SOURCE TEXT:
# "Shift Keys" won't work with some keys



## dfloria2PC (Jan 25, 2008)

Hello guys!
I have this problem with my laptop. Recently, the "Shift Keys" of my keyboard do not work with some keys, meaning, I can't capitalize some letters while I'm typing, or use some characters on the keyboard (like <, >, etc). Some of them work with the "left Shift", some of them work with the "right Shift", some of them do not work with either one. I have to work my way out with the "caps lock" key.

SYSTEM SPECS
Processor - Intel Celeron 2.16 GHz 2 Cores
O.S. - Window 8.1
RAM - 4 GB

WHAT I TRIED
1) On Task Manager, I "End Task" on Skype. It worked once. Tried it again, it did not work.
2) Updated keyboard drivers - Windows said - "Drivers n this device were up to date"
3) Tried "Start On-Screen", it did recognize the "Shift" key, some I believe that is not a problem related with the keyboard (hardware)
4) Did a System Restore, to a point that I knew that the was working properly

Any advice will be appreciate. Thanks in advance!!!


----------



## spunk.funk (May 13, 2010)

This happens, the keyboard needs to be replaced. What is the make and model # of your laptop?

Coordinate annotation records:
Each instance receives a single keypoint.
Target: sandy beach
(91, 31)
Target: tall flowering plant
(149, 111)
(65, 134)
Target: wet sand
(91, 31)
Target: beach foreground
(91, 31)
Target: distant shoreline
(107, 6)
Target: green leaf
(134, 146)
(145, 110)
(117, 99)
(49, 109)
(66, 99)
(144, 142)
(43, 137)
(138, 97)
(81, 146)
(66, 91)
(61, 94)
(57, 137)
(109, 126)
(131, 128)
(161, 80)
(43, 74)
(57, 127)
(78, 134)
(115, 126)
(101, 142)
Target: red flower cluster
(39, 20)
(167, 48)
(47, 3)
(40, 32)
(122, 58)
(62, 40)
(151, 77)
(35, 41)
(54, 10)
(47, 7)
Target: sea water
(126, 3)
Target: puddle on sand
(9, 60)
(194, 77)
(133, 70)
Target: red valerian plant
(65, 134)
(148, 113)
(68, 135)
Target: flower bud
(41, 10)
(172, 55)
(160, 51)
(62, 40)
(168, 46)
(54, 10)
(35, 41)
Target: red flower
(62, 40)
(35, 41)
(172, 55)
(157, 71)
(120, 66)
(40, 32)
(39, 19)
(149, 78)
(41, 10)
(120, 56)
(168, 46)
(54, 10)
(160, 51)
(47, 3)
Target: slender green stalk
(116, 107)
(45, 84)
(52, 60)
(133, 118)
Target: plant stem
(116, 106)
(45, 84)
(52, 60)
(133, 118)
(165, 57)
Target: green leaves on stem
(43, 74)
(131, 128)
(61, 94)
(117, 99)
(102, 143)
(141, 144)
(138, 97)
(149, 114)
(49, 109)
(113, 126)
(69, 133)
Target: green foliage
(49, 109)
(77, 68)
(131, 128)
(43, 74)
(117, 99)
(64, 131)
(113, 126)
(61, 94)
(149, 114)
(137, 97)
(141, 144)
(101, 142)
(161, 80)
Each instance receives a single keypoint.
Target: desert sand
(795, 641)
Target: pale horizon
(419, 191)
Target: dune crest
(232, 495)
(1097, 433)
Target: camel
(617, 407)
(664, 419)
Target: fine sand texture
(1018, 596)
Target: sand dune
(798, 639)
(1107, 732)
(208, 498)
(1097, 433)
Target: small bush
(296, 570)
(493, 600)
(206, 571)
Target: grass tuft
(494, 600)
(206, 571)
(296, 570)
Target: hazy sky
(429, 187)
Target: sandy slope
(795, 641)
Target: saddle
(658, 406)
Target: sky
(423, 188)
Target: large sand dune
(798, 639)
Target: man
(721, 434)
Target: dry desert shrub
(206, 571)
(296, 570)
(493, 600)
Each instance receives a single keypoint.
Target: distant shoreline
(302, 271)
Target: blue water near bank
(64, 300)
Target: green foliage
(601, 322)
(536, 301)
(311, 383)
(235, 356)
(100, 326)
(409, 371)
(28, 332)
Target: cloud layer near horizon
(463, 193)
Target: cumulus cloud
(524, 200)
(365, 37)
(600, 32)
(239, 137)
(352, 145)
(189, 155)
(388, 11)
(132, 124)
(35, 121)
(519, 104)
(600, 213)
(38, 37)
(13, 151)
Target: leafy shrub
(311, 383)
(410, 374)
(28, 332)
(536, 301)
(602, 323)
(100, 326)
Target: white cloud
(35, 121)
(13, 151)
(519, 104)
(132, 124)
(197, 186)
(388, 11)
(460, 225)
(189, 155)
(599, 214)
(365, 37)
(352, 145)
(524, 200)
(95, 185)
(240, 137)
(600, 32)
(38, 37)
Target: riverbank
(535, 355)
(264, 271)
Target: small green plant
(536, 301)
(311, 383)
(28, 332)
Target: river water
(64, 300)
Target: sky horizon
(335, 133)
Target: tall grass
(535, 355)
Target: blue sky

EXERCISES TO COMPLETE:
A) In the forum thread, rewrite the passage from "Hello guys!" up to and including "did not work.", changing "Skype" to "Zoom".
B) How much RAM does the laptop in the forum thread have?
C) Do these statements agree with the forum thread? Answer yes or no for each, quoting the deciding words.
(i) The laptop runs Windows 8.1.
(ii) Ending Skype in Task Manager fixed the problem every time it was tried.
(iii) The reply says the keyboard needs to be replaced.

SOLUTIONS FOR EACH TASK:
A)
Hello guys!
I have this problem with my laptop. Recently, the "Shift Keys" of my keyboard do not work with some keys, meaning, I can't capitalize some letters while I'm typing, or use some characters on the keyboard (like <, >, etc). Some of them work with the "left Shift", some of them work with the "right Shift", some of them do not work with either one. I have to work my way out with the "caps lock" key.

SYSTEM SPECS
Processor - Intel Celeron 2.16 GHz 2 Cores
O.S. - Window 8.1
RAM - 4 GB

WHAT I TRIED
1) On Task Manager, I "End Task" on Zoom. It worked once. Tried it again, it did not work.

B) 4 GB

C)
(i) Yes: "O.S. - Window 8.1"
(ii) No: "It worked once. Tried it again, it did not work."
(iii) Yes: "the keyboard needs to be replaced"